▶ _TEXT BLOCK_
# Venice Airport pick up with MH



## jiwawa (Jun 22, 2007)

My sister is coming in to Marco Polo Airport on Monday week.

I want to just drive by and pick up rather than parking.

Is that possible? 2.7m high, 6.2m long.

Thanks.


----------



## scouter (Dec 14, 2007)

I don't remember any height barriers, but the last time we were there we were in a car

alan

PS a quick look on street view on google maps shows some car parks without height bars, just a quick look not checked everywhere


----------



## jiwawa (Jun 22, 2007)

Thanks Alan, I'll have a look on street view when I get decent WiFi.


----------



## nicholsong (May 26, 2009)

jiwawa said:


> My sister is coming in to Marco Polo Airport on Monday week.
> 
> I want to just drive by and pick up rather than parking.
> 
> ...

▶ _WORK TO DO_
1) In the forum thread about picking someone up at Venice Airport, what height and length does jiwawa give for the vehicle?
2) Write the next part of the forum thread about picking someone up at Venice Airport, continuing from the last line shown.

Entries excerpted from a collection:

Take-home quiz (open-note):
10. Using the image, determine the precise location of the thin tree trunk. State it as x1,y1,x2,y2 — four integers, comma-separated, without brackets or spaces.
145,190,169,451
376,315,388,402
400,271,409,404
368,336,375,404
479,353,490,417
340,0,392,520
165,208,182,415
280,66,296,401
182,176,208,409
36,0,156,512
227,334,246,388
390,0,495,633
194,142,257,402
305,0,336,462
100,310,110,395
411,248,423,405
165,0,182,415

▶ _THE RESPONSES_
1) 2.7 m high and 6.2 m long.

2)
Jean

I usually contact the airport direct for definitive and up-to-date info, which I did for Beauvais and Rennes this year. Info was good even if only CP without barrier at Beauvais was 800m from terminal.

However that will not give you the info on where to park while waiting to get your sister's call that she is in the pick-up area, ready and waiting.

Geoff


----------



## p-c (Oct 27, 2007)

Hi

Picked up the kids there, but am talking some 12 years ago.

We were then in a high top VW. I expected problems but the access to pick up worked ok. I made sure they were out and ready before I moved in.

Regards

p-c


----------



## jiwawa (Jun 22, 2007)

An update on this - I contacted Marco Polo with my dimensions and they said Parking 2 for my size. (only authorised vehicles were allowed to drive through directly in front of the exits)

Found it no problem but looking for a spot I see my route takes me under a walkway canopy that's saying - is it 2.6 or 2.8m? I had to get out n walk forward to see.

2.8m - which should do me (at 2.7) but I'm remembering that no-one is quite sure if the given height includes such protruberances at skylights etc.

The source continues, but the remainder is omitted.